Document segment »
──────────

In a groundbreaking study published today in the journal Current Biology, researchers from the Massachusetts Institute of Technology (MIT) have unveiled how the human brain distinguishes between fluids and solid objects. The study, led by Vivian Paulun, a postdoctoral researcher soon joining the University of Wisconsin at Madison, sheds light on the brain’s ability to process different types of physical materials.
The research team, including MIT postdoc RT Pramod and Professor Josh Tenenbaum, discovered that distinct areas of the brain’s visual cortex are activated when viewing “things” like rigid objects compared to “stuff” such as liquids or granular materials. This distinction, previously unseen in the brain, suggests specialized brain regions are dedicated to interpreting these materials.
Understanding the Brain’s Visual Processing
Decades of brain imaging studies have mapped out the brain’s ventral visual pathway, known for recognizing the shapes of three-dimensional objects, including the lateral occipital complex (LOC). Meanwhile, the dorsal visual pathway, particularly the frontoparietal physics network (FPN), analyzes the physical properties of materials like mass and stability.

──────────

Input data »
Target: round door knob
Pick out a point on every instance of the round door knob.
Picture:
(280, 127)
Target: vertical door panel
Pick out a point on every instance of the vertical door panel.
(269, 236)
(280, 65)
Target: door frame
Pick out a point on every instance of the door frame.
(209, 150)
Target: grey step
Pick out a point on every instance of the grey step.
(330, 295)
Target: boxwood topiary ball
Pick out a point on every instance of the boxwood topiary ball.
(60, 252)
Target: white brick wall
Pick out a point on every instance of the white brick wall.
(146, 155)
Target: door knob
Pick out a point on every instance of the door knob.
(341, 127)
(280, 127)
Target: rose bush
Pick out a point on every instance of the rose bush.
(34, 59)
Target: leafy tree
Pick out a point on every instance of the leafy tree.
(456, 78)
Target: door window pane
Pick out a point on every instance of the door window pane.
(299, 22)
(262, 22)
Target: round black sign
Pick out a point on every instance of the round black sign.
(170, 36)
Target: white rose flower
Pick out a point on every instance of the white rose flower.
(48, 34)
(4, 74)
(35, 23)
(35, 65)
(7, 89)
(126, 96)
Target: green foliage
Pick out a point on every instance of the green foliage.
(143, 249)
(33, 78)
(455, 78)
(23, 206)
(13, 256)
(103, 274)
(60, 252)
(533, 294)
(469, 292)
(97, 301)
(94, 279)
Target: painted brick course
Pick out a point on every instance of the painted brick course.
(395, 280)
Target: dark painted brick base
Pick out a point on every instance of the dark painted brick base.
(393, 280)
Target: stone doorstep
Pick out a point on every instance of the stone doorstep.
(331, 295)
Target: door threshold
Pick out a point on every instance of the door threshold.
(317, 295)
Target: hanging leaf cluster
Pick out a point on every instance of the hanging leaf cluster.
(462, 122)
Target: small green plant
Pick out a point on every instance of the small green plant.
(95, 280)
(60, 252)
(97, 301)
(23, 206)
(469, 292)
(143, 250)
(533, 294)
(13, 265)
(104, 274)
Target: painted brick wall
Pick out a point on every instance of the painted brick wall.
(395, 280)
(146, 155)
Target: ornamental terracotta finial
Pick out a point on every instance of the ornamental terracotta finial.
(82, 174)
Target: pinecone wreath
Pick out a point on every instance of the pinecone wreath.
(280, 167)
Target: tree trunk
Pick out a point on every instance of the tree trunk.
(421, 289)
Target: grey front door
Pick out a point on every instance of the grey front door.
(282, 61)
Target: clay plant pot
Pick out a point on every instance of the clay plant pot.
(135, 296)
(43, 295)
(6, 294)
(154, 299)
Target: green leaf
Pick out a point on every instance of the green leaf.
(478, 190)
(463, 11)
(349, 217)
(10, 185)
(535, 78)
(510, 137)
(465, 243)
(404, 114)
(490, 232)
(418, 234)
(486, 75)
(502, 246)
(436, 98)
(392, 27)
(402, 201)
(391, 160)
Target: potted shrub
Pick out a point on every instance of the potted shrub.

──────────

Brief 1 »
Using the article on how the brain tells fluids from solids, decide whether each statement agrees with it: (a) the study appeared in Current Biology; (b) Vivian Paulun is a professor at MIT; (c) the lateral occipital complex is part of the dorsal visual pathway. Answer yes or no for each and quote the deciding words.
Brief 2 »
Name every person mentioned in the article on how the brain tells fluids from solids.
Brief 3 »
Write the next part of the article on how the brain tells fluids from solids, continuing after its last sentence.
The entries were drawn from a separate source, unrelated to the article on how the brain tells fluids from solids.

Exercise response 1 »
(a) Yes: "published today in the journal Current Biology"
(b) No: "a postdoctoral researcher soon joining the University of Wisconsin at Madison"
(c) No: "the brain’s ventral visual pathway, known for recognizing the shapes of three-dimensional objects, including the lateral occipital complex (LOC)"

Exercise response 2 »
Vivian Paulun, RT Pramod, Josh Tenenbaum

Exercise response 3 »
However, most of these studies have focused on solid objects. “Nobody has asked how we perceive what we call ‘stuff’ – that is, liquids or sand, honey, water, all sorts of gooey things,” Paulun explains. The new research addresses this gap, exploring how these materials, which flow rather than bounce, are processed by the brain.
Experimental Approach and Findings
To investigate, Paulun and her team created over 100 video clips using a software program for visual effects artists. These clips depicted various interactions of “things” and “stuff” with the environment, such as sloshing inside a box or flowing down stairs. Functional magnetic resonance imaging (fMRI) was used to scan participants’ visual cortex as they watched these videos.
The results revealed that both the LOC and FPN respond to “things” and “stuff,” but each pathway contains subregions that are more responsive to one category over the other. “Both the ventral and the dorsal visual pathway seem to have this subdivision, with one part responding more strongly to ‘things,’ and the other responding more strongly to ‘stuff,'” Paulun notes.
“This is the first time that it’s been really mapped onto separate cortical structures in the brain,” says Roland Fleming, a professor of experimental psychology at Justus Liebig University of Geissen, who was not involved in the study. “Now we can investigate the different computations that the distinct brain regions use to process and represent objects and materials.”
Implications for Cognitive Neuroscience
The study’s findings suggest that the brain may employ separate computational processes for representing and simulating “stuff” and “things,” akin to artificial physics engines used in video games. These engines typically represent solid objects as meshes, while fluids are depicted as rearrangeable particles.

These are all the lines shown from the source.